WORK REQUIRED >> The listing below contains a span that opens with the line containing "box: [762, 47, 836, 110]" and closes with the line containing "94L778 106H811L826 95V79L810". Return that span exactly.

DATA FOR THIS TASK >>
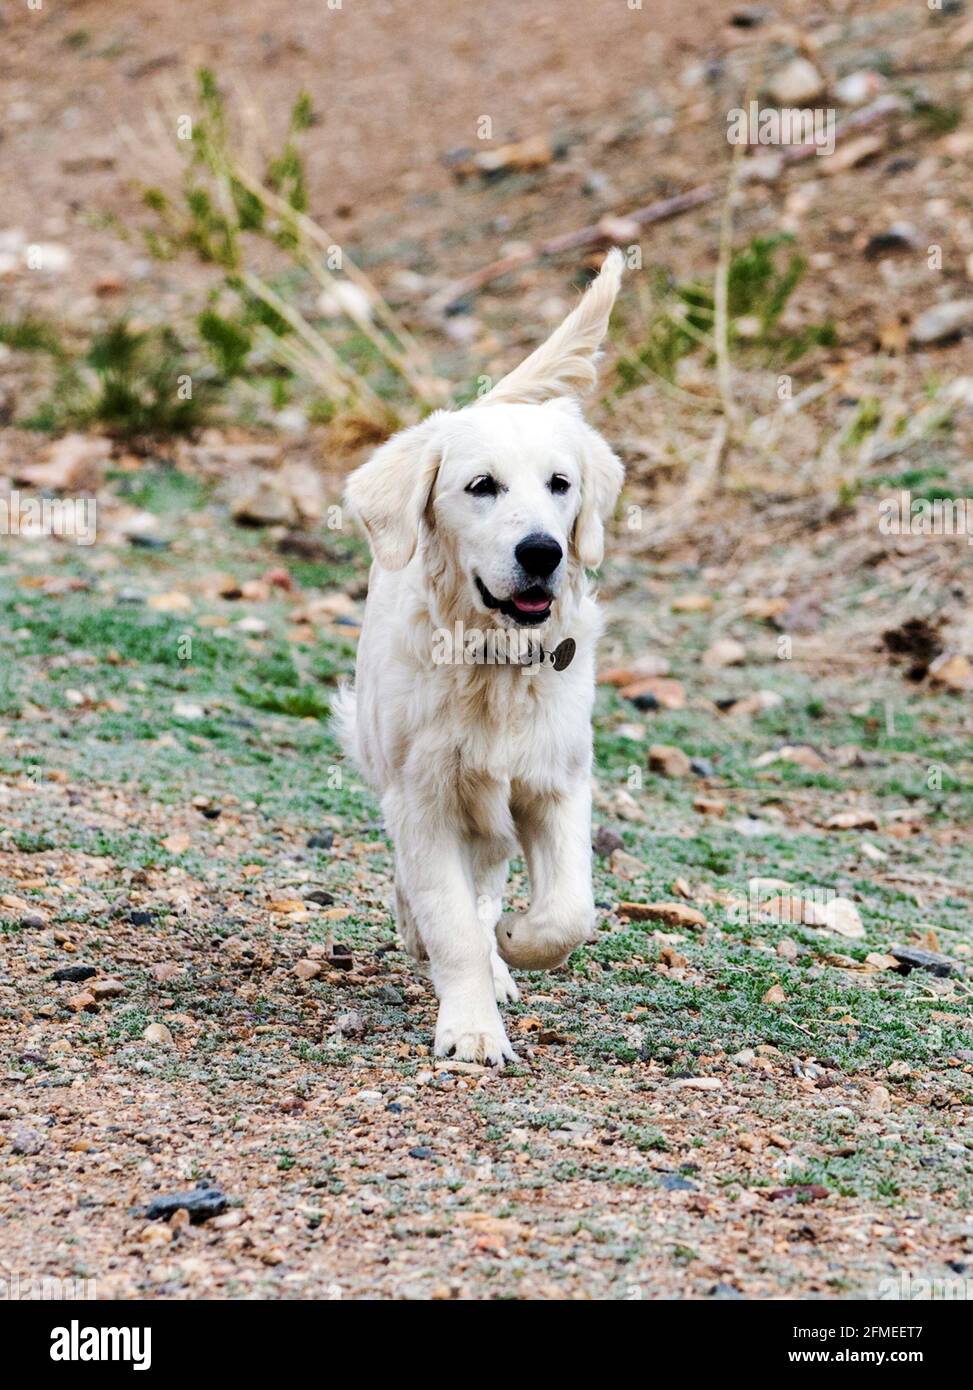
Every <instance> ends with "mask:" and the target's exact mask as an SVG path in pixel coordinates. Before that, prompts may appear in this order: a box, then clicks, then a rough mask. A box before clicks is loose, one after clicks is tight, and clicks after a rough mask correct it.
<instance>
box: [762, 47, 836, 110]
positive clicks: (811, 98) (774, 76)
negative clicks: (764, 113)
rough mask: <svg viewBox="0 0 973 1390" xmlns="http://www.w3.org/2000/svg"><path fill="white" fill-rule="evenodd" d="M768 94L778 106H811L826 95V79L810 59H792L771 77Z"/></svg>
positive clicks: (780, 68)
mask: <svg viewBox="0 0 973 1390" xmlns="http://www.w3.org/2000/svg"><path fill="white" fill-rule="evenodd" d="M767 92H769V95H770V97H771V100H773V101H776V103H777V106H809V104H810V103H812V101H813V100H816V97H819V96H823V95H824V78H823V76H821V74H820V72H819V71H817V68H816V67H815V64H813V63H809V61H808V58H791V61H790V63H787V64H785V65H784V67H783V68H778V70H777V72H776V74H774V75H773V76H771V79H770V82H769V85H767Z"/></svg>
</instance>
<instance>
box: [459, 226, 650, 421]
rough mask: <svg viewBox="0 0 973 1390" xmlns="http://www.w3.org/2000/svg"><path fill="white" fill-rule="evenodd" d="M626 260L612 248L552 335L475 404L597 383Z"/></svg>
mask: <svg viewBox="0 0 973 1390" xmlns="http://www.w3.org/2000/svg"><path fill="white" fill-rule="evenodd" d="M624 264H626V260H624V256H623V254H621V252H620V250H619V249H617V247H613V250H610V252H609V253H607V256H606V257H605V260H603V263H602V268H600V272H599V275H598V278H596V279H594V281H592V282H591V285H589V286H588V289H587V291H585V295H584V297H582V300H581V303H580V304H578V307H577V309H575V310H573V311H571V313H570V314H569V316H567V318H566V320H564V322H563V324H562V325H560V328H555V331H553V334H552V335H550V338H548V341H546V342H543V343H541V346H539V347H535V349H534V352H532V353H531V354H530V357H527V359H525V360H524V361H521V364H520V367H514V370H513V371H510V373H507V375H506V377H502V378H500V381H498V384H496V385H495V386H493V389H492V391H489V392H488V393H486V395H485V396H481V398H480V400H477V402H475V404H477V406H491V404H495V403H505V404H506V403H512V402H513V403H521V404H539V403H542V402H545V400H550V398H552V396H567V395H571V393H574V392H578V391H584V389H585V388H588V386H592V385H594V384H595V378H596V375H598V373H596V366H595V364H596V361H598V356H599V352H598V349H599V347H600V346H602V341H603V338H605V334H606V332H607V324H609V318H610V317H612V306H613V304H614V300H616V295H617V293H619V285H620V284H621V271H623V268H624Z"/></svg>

REPLY TO THE TASK >>
box: [762, 47, 836, 110]
positive clicks: (811, 98) (774, 76)
negative clicks: (764, 113)
rough mask: <svg viewBox="0 0 973 1390" xmlns="http://www.w3.org/2000/svg"><path fill="white" fill-rule="evenodd" d="M768 94L778 106H811L826 95V79L810 59H792L771 77Z"/></svg>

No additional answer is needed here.